Material provided ->
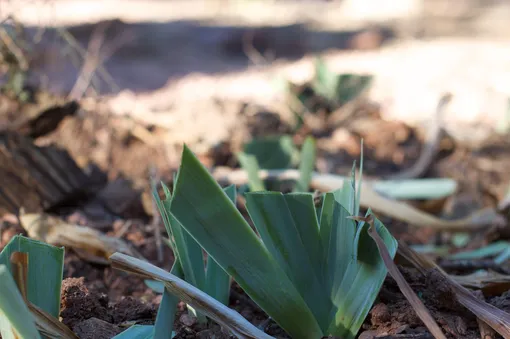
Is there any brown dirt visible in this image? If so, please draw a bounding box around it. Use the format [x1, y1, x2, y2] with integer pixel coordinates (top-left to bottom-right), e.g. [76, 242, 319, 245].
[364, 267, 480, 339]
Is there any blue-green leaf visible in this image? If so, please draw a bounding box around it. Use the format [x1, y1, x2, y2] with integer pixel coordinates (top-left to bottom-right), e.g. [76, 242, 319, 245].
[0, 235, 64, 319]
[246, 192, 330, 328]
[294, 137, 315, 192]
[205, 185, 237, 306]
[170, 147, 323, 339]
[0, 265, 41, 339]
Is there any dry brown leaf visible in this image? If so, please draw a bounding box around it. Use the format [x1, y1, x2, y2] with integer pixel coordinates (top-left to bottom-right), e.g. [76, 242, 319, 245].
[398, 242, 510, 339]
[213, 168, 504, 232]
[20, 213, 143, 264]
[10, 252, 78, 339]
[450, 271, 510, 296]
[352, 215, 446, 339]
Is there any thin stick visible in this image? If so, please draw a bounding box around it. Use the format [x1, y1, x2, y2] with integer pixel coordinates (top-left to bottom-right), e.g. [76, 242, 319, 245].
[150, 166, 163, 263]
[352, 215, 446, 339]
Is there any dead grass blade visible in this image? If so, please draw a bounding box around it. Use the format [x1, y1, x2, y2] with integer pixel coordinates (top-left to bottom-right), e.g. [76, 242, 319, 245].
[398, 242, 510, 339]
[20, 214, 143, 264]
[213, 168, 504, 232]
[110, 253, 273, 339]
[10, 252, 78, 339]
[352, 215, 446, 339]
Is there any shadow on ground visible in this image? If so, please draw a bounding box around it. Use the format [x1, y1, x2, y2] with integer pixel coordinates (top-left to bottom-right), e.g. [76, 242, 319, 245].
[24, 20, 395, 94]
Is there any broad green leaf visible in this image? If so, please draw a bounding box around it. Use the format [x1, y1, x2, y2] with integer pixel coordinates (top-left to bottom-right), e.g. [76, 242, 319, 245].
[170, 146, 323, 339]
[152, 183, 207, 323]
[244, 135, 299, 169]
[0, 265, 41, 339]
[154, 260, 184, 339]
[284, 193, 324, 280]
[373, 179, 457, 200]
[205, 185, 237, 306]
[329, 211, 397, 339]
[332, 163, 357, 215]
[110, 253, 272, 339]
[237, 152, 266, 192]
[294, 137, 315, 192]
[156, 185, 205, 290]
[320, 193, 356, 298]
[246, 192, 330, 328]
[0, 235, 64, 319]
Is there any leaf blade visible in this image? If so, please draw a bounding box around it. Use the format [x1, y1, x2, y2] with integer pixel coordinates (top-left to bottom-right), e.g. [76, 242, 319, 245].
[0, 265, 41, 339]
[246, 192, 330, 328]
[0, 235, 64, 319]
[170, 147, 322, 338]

==

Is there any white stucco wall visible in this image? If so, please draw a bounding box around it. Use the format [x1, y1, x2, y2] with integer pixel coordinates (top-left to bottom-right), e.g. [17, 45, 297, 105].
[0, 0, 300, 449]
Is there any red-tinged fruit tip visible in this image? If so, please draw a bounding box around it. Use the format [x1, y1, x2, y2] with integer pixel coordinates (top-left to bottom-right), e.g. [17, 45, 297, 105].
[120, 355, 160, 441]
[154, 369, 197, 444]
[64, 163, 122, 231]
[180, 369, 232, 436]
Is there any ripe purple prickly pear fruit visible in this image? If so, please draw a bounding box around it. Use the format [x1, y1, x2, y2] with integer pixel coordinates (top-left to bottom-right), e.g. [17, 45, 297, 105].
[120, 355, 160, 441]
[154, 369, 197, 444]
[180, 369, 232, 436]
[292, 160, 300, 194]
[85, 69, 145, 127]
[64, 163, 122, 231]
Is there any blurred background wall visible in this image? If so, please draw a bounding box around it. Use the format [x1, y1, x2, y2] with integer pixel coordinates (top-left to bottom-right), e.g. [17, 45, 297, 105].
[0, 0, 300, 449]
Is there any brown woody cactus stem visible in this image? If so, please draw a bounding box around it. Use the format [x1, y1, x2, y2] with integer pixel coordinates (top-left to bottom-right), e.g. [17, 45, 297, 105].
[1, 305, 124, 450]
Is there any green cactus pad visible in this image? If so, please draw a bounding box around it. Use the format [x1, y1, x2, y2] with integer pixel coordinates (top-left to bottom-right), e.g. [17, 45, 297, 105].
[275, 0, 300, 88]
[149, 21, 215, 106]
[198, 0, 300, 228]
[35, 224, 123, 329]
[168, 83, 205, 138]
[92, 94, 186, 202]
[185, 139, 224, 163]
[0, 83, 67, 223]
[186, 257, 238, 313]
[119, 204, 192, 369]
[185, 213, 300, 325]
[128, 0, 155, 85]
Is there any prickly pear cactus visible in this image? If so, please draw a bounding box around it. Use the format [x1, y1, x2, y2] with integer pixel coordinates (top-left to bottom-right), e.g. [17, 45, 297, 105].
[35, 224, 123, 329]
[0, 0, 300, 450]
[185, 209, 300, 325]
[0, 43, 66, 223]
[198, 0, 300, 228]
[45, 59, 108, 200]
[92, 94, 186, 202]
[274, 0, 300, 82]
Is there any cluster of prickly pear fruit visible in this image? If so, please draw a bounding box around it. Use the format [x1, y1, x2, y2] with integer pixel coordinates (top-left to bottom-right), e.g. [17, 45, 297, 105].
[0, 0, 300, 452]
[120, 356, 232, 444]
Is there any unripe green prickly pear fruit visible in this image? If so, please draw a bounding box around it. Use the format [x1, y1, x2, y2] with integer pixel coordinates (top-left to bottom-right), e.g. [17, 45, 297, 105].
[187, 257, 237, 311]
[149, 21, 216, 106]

Exercise brief -> Return every line of the material above that contains the word "green".

Solution to the problem ->
Is there any blue-green leaf visible in this image? If so, please draw a bounding box around it. Use the format [x1, y1, x2, y2] with integer pixel coordinates (top-left to bottom-right), e.g. [76, 242, 319, 245].
Is there any broad green leaf visible in this image? If so, please draw a bounding box around it. Use the format [x1, y1, x2, y2] with integer pixel coordinates (top-left to bottom-right), e.g. [76, 242, 319, 245].
Is there any green cactus pad visible in this image? If so, please draw a bounding box around it. Use the format [x1, y1, x2, y2] with integer pixel coordinates (top-left to bottom-right), e.g. [17, 45, 297, 105].
Is there any unripe green prickly pear fruit visible in this image? If so, please draw a bounding box around it. Use the format [x1, y1, x2, y2] with integer pixel coordinates (top-left to bottom-right), e.g. [17, 45, 297, 105].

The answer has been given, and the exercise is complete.